◆ **Tasks for this exercise**
**a.** From the comedy review, copy word for word the passage between "Because Treen’s having" and "from Skin Pigeon.", inclusive.
**b.** According to the comedy review, what is the name of the diner where the show is set?

[Text shown — start]

Lorna Rose Treen: 24 Hour Diner People
Edinburgh Fringe comedy review
In her approach to comedy, Lorna Rose Treen is something of an old soul. Her 24 Hour Diner People has the sensibilities of those 1950s radio shows where big variety-hall performances were shoehorned into a prototype sitcom format, with just enough ridiculous plotting to connect the exaggerated characters and punny jokes, however corny, that worked so well on the stage.
Talking of which, Treen (in)famously won the now-‘resting’ joke of the Fringe contest a couple of years back with a line so cheesy that The Sun declared she had ‘killed comedy’ – which is a bit rich for a tabloid known for its own creaky wordplay.
Well, her follow-up to that breakthrough show, Skin Pigeon, features plenty more for The Sun's writers to hate from their office. But in the room, the audience are all on the same page, fully buying into the ridiculousness of it all and giving a triumphant cheer for the more groanworthy lines.
Because Treen’s having so much fun being silly, she gives permission for the crowd to just go with it too, sometimes directly so, by getting a few people to play along as characters frequenting the Blue Tit Diner in small-town America.
The comic adopts the persona of the long-suffering waitress who knows all the regulars. Except for when she has to become one of the customers, when a blow-up doll takes her place behind the counter.
We meet the truck driver with unfeasibly large arms; the awkward teenager with intimidating braces on her teeth getting insanely horny in anticipation of her first kiss; an undercover spy adept at hiding in the most unlikely places; and an earnest woman ‘Eat, Pray Love-ing’ her way around the States, who could almost be Treen’s memorable Girl Scout character from Skin Pigeon.
Broadly drawn, they all have a generally upbeat approach to life, in tune with the fun Treen is clearly having dicking around with them. Even the female half of the coupled-up crooks hell-bent on robbing the joint, Pulp Fiction-style, is not a lost cause – although her boyfriend, drawn from the crowd to spout deliberately clunky gangster dialogue, is.
In the wrong hands this could all collapse under the weight of its own eccentricities, but Treen – co-creator of the Radio 4 Women’s Hour parody Time of the Week – strikes a perfect balance between knowing how dumb and uncool the show is, yet performing it with zest and palpable joy… which proves highly infectious.

[Text shown — finish]
[Dataset — start]

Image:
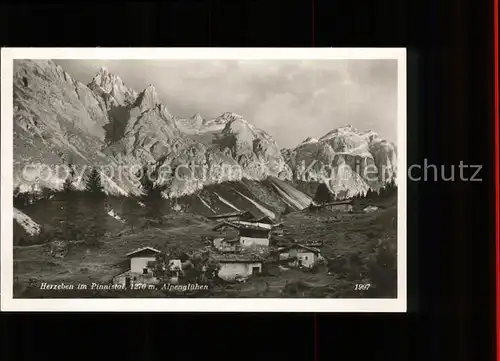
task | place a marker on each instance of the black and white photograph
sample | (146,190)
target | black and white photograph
(204,179)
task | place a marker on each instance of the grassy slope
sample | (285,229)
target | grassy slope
(358,235)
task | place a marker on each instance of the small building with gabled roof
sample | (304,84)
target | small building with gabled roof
(140,269)
(233,216)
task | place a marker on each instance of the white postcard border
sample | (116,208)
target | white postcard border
(8,303)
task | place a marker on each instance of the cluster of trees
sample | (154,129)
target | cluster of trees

[Dataset — finish]

◆ **Answer set**
**a.**
Because Treen’s having so much fun being silly, she gives permission for the crowd to just go with it too, sometimes directly so, by getting a few people to play along as characters frequenting the Blue Tit Diner in small-town America.
The comic adopts the persona of the long-suffering waitress who knows all the regulars. Except for when she has to become one of the customers, when a blow-up doll takes her place behind the counter.
We meet the truck driver with unfeasibly large arms; the awkward teenager with intimidating braces on her teeth getting insanely horny in anticipation of her first kiss; an undercover spy adept at hiding in the most unlikely places; and an earnest woman ‘Eat, Pray Love-ing’ her way around the States, who could almost be Treen’s memorable Girl Scout character from Skin Pigeon.

**b.** The Blue Tit Diner